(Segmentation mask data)
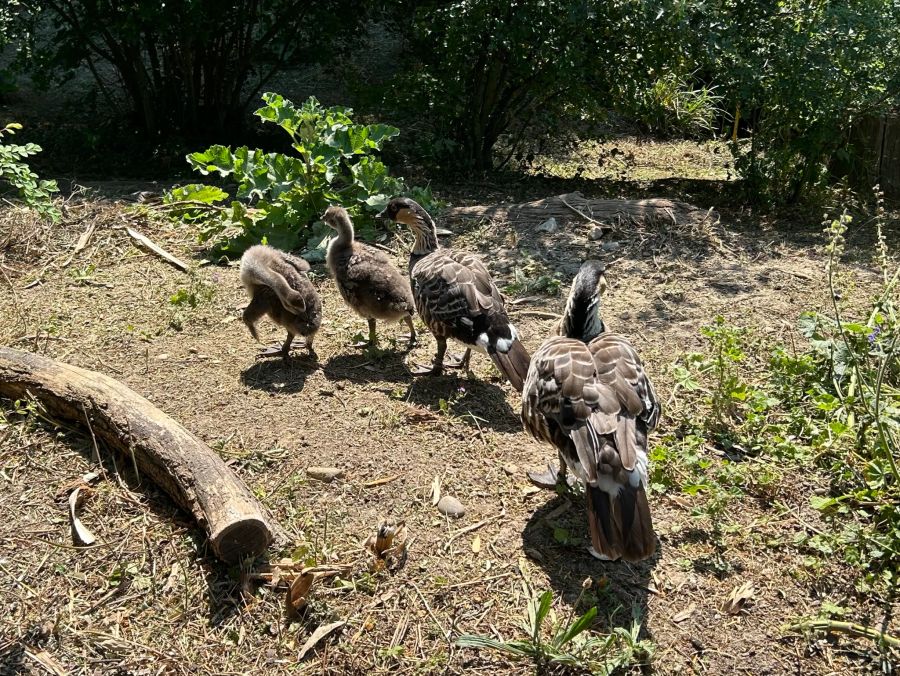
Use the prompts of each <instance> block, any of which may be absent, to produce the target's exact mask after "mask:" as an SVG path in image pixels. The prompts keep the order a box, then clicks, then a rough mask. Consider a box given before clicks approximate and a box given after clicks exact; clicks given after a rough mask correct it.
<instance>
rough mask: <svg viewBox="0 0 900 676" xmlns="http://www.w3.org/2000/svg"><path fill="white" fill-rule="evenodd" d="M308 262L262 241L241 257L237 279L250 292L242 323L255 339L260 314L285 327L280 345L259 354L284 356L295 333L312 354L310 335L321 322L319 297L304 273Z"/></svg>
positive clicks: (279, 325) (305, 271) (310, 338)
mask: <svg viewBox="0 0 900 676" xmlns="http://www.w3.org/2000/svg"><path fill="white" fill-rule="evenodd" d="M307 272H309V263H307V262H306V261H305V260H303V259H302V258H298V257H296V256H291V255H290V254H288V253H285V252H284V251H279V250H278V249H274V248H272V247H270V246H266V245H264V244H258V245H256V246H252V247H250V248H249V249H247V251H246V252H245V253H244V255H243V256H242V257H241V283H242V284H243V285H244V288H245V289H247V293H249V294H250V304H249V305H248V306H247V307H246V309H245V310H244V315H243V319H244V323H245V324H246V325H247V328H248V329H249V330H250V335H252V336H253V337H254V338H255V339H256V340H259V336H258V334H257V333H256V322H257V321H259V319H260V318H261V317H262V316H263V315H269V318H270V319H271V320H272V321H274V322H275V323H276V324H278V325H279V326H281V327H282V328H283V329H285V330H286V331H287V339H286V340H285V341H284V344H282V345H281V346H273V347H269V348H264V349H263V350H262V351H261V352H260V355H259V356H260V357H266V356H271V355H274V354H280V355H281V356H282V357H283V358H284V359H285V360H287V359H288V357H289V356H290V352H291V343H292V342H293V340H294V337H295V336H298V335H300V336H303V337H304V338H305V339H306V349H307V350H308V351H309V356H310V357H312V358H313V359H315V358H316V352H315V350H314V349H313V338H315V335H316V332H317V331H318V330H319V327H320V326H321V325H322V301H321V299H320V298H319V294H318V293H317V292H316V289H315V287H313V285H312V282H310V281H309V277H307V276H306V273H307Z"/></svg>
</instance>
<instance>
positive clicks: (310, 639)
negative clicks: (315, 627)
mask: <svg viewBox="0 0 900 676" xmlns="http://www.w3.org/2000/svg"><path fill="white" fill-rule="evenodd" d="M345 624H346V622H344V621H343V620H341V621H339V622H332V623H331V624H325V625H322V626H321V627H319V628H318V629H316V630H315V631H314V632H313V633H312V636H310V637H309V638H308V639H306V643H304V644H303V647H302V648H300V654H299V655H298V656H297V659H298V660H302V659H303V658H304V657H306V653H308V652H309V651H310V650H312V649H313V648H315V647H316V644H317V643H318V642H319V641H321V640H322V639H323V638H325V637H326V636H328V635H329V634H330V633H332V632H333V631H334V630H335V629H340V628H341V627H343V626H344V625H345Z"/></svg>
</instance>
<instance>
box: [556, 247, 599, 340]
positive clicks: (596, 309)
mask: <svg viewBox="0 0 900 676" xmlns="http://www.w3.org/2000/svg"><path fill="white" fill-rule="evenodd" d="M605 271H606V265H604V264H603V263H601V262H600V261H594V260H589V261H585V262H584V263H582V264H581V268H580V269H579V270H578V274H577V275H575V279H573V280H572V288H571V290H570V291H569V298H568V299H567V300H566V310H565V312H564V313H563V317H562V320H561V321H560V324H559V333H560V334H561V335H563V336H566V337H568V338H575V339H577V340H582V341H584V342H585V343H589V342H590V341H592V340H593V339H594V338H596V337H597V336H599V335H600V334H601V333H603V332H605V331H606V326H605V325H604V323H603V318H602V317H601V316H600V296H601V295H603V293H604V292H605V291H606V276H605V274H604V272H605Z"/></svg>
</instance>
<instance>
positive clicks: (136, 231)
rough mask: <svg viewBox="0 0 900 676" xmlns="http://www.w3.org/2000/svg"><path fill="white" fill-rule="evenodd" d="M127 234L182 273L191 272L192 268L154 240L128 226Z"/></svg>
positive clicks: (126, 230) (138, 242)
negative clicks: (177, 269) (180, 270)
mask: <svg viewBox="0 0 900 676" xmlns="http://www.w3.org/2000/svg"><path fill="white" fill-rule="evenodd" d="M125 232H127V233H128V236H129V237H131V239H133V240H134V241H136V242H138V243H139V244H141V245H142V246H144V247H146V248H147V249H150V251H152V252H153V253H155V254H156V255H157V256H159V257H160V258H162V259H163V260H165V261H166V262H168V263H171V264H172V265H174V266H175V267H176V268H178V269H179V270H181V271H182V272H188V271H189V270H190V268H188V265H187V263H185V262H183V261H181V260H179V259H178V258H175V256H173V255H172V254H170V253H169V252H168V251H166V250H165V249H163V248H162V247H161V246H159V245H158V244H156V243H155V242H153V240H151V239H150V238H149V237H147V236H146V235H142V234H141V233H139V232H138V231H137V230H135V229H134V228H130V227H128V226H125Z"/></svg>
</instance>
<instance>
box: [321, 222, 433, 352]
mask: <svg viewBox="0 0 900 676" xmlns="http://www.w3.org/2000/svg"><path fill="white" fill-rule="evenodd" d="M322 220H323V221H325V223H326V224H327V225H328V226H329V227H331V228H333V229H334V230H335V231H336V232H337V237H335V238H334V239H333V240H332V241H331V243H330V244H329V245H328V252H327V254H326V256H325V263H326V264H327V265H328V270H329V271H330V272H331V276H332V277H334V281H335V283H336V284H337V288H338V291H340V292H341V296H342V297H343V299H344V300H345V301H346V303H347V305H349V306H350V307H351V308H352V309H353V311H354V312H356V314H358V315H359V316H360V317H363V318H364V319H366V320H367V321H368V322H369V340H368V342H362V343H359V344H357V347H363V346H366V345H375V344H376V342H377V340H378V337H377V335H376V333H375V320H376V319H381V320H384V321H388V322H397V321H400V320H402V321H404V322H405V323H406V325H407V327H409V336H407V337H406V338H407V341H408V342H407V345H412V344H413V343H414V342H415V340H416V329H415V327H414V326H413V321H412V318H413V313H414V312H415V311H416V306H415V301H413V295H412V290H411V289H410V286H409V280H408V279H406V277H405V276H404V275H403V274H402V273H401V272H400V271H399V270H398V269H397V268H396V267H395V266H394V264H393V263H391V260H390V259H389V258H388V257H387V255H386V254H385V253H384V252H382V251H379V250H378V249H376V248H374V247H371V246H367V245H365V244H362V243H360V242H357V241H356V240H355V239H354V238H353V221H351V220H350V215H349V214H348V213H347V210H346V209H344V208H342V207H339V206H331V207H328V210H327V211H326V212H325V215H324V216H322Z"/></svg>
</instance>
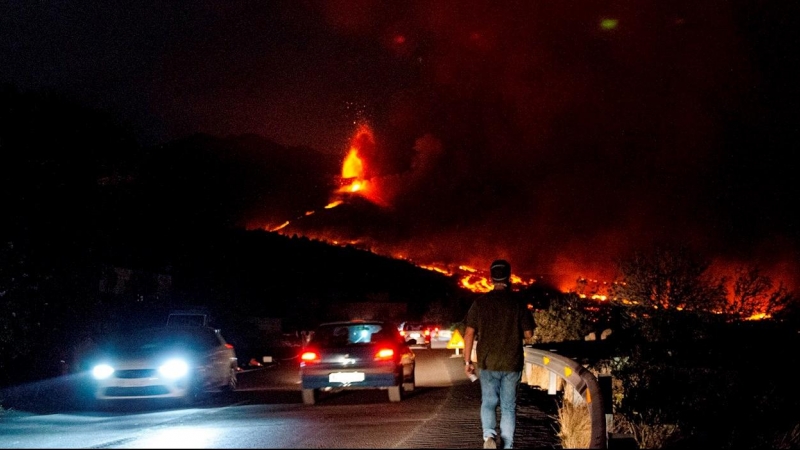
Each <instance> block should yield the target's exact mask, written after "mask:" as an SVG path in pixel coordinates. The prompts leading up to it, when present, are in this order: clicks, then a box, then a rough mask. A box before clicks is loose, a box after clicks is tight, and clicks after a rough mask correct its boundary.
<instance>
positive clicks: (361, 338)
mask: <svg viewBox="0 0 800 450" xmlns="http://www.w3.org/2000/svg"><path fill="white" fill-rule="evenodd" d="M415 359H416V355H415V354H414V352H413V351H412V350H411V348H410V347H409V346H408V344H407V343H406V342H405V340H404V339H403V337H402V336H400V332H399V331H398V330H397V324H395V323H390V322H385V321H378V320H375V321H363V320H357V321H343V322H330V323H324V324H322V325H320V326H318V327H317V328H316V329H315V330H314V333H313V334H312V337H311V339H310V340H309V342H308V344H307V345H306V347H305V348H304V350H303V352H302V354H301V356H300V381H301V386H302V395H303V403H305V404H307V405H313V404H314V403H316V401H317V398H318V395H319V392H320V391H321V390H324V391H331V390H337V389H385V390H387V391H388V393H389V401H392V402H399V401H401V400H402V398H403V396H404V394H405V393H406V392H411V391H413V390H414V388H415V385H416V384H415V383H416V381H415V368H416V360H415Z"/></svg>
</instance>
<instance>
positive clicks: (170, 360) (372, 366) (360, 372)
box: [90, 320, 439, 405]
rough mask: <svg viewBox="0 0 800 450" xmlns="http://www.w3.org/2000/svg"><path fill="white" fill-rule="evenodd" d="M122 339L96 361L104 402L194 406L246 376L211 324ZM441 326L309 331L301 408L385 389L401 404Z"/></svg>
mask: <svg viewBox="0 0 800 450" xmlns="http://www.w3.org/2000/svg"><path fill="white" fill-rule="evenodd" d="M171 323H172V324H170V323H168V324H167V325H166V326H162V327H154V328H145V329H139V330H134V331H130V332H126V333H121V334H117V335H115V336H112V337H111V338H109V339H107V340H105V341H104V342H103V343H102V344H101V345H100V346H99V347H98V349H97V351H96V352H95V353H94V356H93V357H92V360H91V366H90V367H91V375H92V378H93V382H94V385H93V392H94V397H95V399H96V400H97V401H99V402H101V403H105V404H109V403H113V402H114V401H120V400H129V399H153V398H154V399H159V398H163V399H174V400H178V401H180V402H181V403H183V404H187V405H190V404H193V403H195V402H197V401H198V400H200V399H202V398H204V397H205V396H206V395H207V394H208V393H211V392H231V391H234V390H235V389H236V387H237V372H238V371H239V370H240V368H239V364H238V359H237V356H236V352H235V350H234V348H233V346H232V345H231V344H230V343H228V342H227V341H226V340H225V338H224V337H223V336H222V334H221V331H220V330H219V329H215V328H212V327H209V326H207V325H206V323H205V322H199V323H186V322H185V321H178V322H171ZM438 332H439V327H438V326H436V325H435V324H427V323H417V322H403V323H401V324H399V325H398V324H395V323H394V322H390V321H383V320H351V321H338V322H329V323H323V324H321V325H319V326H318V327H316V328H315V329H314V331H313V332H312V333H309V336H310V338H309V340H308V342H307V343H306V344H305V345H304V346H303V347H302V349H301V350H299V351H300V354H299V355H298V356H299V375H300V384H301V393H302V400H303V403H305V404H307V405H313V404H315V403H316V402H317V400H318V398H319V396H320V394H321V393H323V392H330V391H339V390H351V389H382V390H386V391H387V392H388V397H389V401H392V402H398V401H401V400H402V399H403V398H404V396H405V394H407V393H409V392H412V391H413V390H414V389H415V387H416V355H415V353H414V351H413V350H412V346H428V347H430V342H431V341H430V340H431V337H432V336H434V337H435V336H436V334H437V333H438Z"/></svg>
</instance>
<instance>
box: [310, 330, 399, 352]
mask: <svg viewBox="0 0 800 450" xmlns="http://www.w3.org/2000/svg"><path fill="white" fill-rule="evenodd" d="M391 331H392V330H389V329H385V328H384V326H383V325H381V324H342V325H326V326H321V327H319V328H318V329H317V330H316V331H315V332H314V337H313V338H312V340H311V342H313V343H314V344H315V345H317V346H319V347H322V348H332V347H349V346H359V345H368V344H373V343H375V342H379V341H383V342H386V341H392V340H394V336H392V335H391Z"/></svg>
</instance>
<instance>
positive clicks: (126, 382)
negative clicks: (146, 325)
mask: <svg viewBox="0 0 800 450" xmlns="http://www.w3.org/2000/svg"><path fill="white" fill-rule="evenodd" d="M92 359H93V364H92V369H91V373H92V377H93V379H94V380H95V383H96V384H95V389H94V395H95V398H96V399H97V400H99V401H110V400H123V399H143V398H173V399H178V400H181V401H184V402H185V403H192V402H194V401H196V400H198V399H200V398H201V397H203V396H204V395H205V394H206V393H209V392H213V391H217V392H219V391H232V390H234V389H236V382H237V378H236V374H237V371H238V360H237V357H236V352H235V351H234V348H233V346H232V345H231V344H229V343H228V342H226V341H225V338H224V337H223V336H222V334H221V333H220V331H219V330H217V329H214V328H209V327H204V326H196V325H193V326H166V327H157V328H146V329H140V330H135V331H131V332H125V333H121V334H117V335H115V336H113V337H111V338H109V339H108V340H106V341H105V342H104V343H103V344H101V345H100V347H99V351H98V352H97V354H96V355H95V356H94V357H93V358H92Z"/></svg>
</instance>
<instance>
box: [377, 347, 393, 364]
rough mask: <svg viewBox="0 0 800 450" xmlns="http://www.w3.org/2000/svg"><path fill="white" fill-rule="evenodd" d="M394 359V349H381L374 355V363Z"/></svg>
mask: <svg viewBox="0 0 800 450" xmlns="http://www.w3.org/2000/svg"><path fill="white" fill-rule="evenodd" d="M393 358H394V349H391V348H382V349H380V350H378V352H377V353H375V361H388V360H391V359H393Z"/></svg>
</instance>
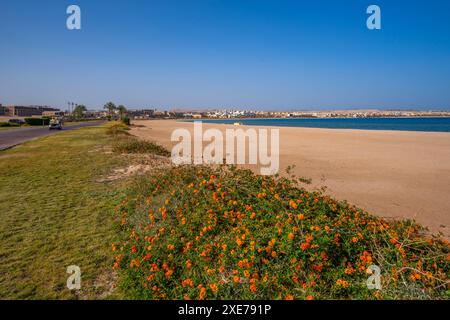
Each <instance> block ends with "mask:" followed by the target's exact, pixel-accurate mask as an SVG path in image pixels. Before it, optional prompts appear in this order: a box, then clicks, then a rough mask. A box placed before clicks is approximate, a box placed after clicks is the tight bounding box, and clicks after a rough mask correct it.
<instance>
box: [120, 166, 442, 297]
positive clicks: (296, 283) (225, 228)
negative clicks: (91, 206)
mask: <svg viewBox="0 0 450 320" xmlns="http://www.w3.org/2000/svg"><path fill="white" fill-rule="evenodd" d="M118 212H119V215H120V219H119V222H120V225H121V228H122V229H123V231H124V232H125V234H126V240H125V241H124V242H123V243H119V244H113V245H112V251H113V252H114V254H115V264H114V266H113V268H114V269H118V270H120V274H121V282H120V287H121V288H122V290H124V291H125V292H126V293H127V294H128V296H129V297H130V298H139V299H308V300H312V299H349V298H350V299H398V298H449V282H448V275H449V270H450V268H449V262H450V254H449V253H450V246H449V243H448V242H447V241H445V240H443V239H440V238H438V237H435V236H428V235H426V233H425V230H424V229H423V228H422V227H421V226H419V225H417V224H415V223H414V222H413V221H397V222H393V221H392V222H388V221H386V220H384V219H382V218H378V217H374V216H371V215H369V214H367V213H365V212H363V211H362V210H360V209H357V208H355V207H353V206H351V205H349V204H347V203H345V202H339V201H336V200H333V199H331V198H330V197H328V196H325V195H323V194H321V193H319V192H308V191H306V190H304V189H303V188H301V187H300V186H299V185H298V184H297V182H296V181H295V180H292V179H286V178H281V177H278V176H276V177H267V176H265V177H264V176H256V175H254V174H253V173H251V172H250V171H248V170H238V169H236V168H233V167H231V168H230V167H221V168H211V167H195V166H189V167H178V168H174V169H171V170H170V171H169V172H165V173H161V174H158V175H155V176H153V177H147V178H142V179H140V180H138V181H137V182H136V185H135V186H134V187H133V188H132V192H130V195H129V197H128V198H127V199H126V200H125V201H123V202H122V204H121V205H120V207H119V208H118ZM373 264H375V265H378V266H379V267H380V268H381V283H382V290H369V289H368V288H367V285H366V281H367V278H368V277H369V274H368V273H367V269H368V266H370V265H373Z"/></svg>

**ACTIVITY**
Lines containing the word "after" must be found in the data above and copied.

**EXERCISE SOLUTION**
Use the prompts of each <instance> block, any of which may be absent, to produce the target's exact mask after "mask:" as an SVG path in image pixels. The prompts keep the order a box, then clicks, then a rough mask. Consider a box given before clicks approximate and a box given after clicks exact; clicks given after a rough mask correct it.
Each <instance> block should yield the target's exact mask, written after "mask:" as an SVG path in pixel coordinates. The prompts leading up to it, when present, are in this order: clicks, then a box, then a rough mask. A box before clicks is loose, a box after clicks is tight, and clicks after a rough mask correct its boundary.
Each <instance> block ends with "mask:" followed by the target's exact, pixel-accurate mask as an SVG path in image pixels. Before it, optional prompts appear in this order: a box, then clicks, then a rough mask. A box placed before clicks is approximate, a box placed after clicks is the tight bounding box, and clicks after a rough mask correct it.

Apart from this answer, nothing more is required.